SELECTED TEXT —
* * *
Most analog cells have a power off mode intended to reduce power consumption. In this mode, all the circuit branches between the supply lines are set in a high impedance mode by driving MOS gates to a blocking voltage. This is a somewhat similar situation to that in tri-state digital circuits.
When a branch is set in that high impedance mode, all the nodes in that branch are in high impedance too. The concern is that voltages on these nodes are undefined. More precisely, the actual voltages on these nodes are defined by leakage currents. Some leakage currents pull the voltages up while others pull them down. Depending on actual leakage currents values, the high impedance nodes or weak nodes can have any value, normally within one diode drop outside the supply voltage lines.
If such a weak node drives a CMOS inverter input, this one can draw a significant current if the weak node voltage is incidentally close to the inverter threshold.
Detecting such a situation is important as it may impair production yield or even worse it may happen in the field later on after some leakage current has drifted. But it is not a simple task since leakage currents are not always realistically modeled and anyway, they change from wafer to wafer and from device to device. Monte-Carlo analysis might help but leakage currents are not always statistically modeled properly.
A feature of most analog simulators such as SPICE derivatives, Eldo, Spectre, and probably others can be used to reveal weak nodes.
* * *
INFORMATION SUPPLIED —
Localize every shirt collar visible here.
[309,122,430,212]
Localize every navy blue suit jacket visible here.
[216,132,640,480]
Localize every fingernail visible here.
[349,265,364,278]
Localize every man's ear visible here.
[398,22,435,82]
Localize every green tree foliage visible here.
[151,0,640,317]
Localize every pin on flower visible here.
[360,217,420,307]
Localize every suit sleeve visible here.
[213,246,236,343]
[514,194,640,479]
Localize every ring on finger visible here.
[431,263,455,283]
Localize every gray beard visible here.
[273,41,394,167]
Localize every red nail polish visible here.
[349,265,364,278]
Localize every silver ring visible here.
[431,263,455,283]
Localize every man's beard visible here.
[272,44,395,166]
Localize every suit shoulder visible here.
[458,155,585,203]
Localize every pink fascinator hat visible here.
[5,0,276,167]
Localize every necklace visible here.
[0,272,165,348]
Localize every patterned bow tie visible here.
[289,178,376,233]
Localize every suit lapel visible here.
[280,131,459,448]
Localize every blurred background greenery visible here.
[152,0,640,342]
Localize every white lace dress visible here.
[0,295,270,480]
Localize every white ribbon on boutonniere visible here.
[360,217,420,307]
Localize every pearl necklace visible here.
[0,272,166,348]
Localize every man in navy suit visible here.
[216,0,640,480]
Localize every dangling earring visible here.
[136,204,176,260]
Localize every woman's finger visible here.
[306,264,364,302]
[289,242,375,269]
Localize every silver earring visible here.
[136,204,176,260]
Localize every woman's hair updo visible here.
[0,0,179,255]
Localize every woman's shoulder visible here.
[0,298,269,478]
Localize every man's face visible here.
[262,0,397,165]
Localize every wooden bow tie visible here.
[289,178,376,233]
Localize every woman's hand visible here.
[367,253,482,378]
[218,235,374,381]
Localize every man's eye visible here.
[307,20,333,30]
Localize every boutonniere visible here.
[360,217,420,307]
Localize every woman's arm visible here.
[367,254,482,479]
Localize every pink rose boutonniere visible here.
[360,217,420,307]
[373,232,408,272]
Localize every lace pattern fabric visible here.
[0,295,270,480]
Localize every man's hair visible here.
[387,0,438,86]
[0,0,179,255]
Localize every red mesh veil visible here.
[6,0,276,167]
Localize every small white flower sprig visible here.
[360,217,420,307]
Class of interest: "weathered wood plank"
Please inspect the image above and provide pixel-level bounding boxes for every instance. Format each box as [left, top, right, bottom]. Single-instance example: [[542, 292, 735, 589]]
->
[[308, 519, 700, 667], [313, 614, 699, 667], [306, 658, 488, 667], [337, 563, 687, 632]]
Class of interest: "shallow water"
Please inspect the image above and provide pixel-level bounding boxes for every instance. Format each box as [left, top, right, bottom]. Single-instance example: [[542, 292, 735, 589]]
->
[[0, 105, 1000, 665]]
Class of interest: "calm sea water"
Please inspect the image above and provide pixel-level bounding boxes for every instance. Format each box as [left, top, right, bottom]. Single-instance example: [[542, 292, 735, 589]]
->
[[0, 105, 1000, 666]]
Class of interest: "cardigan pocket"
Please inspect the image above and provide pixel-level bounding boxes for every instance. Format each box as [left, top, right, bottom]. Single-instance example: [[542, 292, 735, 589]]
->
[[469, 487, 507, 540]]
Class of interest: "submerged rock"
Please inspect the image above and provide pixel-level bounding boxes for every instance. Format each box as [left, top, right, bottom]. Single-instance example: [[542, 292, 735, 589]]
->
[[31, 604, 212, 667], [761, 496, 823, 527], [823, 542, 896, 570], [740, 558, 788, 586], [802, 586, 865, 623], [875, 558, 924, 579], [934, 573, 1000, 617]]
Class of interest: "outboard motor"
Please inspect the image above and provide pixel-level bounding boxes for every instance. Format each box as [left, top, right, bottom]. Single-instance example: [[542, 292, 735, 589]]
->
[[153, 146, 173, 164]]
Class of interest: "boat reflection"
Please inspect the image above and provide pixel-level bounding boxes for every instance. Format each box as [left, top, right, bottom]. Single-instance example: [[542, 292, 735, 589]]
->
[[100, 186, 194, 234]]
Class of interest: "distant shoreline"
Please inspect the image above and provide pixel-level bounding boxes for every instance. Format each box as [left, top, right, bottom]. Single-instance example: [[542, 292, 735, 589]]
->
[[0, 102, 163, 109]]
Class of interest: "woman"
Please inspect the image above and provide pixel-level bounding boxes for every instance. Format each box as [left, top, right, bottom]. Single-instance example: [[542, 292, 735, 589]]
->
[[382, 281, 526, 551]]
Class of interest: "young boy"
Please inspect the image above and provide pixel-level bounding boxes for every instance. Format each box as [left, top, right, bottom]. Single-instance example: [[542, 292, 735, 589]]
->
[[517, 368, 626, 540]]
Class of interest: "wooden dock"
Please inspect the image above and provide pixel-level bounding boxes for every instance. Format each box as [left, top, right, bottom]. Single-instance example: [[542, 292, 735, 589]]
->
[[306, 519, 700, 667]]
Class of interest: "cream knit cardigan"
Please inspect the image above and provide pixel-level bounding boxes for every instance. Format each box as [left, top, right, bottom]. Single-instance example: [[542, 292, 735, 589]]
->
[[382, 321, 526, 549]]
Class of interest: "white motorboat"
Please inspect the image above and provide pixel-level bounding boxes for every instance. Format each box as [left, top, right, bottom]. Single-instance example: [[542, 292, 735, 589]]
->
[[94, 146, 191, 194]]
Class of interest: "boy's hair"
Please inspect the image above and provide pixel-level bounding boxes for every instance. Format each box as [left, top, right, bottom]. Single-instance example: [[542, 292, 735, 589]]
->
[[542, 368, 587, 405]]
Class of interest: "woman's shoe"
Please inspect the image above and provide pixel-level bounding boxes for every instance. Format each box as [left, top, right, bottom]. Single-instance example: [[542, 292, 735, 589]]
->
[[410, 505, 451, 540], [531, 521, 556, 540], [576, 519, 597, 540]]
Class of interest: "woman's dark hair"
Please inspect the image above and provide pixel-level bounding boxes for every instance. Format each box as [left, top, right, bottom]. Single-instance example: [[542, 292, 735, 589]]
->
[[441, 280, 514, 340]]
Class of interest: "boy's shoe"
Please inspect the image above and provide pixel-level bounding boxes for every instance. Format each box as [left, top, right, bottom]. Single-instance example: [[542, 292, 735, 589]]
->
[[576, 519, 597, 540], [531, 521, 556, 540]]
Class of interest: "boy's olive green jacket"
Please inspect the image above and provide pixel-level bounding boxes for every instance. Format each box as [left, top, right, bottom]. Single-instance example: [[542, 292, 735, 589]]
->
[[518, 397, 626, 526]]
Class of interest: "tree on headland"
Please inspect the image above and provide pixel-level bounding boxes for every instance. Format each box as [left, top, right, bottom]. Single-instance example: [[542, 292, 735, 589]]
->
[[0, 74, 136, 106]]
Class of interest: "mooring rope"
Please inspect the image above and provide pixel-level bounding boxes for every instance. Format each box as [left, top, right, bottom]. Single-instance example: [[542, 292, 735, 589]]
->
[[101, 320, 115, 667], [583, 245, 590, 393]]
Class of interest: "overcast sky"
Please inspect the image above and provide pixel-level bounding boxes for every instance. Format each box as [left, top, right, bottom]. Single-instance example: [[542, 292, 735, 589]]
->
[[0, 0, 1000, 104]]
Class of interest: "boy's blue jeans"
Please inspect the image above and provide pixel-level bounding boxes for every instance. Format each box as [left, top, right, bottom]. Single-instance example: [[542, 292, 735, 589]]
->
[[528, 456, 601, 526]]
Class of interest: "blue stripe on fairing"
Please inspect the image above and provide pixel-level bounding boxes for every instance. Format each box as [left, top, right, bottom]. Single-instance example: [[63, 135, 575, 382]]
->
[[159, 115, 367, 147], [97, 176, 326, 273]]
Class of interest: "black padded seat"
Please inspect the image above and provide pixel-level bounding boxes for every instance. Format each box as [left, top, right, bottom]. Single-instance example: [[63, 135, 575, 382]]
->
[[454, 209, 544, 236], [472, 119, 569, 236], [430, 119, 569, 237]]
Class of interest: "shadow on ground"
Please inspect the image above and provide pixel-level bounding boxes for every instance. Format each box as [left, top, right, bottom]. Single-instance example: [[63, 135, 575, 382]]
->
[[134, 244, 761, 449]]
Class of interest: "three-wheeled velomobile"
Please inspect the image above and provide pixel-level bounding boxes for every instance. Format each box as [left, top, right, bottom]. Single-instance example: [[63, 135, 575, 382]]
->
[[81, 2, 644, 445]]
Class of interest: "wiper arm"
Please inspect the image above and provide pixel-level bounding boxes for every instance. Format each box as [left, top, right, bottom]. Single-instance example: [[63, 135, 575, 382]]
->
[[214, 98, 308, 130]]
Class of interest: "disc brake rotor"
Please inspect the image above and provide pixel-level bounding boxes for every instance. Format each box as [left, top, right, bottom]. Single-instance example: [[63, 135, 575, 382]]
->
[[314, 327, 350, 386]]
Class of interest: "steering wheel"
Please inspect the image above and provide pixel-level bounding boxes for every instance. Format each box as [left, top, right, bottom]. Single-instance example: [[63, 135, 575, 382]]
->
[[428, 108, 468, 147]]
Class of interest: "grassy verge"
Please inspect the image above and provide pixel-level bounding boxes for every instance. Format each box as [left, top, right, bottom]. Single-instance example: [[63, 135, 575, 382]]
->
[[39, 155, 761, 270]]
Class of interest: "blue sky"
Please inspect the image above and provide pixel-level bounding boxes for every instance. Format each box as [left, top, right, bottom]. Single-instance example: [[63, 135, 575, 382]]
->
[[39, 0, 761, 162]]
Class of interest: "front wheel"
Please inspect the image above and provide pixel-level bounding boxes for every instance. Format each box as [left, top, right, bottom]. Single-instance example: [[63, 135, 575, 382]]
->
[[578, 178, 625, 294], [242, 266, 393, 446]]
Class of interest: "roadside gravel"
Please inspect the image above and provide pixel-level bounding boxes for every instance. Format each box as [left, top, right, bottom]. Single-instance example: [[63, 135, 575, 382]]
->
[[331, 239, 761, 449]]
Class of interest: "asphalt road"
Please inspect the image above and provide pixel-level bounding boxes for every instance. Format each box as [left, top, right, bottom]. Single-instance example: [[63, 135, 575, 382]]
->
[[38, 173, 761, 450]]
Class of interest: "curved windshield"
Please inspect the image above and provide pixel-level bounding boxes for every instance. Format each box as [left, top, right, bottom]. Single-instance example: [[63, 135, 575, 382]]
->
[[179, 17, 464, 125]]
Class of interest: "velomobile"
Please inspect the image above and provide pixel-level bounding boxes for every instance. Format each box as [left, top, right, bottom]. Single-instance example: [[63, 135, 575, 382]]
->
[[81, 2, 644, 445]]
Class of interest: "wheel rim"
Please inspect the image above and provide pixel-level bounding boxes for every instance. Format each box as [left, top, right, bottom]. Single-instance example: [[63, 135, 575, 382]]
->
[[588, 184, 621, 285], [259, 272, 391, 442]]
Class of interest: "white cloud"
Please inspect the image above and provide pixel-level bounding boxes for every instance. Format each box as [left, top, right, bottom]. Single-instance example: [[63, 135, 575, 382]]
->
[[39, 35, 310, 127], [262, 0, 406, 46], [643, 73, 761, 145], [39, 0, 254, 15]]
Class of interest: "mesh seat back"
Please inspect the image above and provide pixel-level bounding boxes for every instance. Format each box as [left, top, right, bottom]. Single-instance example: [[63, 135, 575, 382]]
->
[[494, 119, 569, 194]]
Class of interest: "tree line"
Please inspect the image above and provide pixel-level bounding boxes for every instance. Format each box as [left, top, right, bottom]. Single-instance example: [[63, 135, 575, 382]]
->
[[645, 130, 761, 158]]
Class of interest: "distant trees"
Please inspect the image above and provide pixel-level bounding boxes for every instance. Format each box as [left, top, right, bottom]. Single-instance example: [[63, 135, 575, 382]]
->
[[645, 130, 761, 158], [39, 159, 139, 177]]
* * *
WHAT THE TASK ASKS —
In the text on weak nodes in analog cells, what sets the actual voltages on the nodes of a branch in high impedance mode? The items come from a different source than the text.

RESPONSE TO THIS EXERCISE —
Leakage currents set them.